Task goal:
Copy the data below exactly, starting at the line containing "Target: white wall" and continuing through the last line.

Given data:
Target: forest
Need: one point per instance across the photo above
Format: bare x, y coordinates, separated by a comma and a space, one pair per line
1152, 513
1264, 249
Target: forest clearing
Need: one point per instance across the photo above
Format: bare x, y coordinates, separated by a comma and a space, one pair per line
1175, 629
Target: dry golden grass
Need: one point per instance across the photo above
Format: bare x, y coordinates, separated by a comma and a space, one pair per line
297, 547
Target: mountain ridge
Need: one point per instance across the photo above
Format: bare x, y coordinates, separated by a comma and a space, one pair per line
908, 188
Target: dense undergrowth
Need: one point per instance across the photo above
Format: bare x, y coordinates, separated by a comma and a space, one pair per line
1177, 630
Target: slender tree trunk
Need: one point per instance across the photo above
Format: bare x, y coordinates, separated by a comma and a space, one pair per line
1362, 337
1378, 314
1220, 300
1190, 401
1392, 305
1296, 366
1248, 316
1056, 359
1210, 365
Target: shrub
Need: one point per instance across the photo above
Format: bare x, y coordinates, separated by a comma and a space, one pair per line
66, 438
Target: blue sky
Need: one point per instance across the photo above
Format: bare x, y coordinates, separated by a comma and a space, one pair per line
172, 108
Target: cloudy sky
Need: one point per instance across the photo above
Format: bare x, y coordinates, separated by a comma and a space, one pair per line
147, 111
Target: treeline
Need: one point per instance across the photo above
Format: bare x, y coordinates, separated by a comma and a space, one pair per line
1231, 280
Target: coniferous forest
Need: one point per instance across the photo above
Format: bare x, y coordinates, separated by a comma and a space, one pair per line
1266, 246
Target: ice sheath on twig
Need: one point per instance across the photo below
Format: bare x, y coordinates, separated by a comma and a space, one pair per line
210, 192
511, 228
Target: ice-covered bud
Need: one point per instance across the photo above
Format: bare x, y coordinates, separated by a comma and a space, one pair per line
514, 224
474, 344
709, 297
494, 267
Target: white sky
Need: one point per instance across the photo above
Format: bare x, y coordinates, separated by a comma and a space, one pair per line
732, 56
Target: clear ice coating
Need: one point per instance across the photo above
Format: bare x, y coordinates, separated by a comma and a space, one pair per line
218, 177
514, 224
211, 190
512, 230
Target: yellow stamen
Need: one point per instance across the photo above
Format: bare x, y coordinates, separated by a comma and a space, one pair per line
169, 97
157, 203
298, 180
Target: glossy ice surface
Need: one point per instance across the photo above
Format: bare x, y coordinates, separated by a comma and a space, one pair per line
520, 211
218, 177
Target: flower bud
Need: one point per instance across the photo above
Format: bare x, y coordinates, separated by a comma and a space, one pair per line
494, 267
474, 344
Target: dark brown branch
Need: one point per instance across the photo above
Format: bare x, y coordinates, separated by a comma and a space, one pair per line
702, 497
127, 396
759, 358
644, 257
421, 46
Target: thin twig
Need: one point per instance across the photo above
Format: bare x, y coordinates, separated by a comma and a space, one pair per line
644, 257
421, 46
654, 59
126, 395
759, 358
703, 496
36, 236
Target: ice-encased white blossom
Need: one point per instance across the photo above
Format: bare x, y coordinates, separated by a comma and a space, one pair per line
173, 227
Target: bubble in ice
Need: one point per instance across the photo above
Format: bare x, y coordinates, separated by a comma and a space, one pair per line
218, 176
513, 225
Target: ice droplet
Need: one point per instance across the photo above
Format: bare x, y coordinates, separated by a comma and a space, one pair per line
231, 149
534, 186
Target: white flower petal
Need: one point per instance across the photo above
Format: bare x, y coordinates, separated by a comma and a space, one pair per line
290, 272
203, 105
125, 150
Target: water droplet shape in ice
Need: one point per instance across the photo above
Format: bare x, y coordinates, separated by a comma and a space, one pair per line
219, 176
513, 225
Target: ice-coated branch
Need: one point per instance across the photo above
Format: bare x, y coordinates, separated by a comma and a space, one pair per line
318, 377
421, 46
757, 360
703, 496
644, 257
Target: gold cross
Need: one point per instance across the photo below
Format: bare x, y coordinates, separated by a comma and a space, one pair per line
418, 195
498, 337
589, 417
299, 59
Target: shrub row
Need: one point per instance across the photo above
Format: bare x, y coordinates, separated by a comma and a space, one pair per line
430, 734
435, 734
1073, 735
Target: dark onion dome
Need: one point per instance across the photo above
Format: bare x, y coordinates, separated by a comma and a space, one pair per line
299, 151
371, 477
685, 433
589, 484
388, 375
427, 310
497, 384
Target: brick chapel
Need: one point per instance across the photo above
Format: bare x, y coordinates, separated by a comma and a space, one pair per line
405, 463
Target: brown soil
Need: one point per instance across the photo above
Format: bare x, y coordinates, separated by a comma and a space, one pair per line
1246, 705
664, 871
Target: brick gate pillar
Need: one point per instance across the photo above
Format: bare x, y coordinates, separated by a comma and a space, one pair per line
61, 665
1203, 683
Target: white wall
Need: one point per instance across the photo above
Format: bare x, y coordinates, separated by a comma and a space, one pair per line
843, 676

Written solution:
Target: white wall
Need: one point per instance across the photo above
Format: bare x, y coordinates, separated by a comma and a space, one pair per line
843, 676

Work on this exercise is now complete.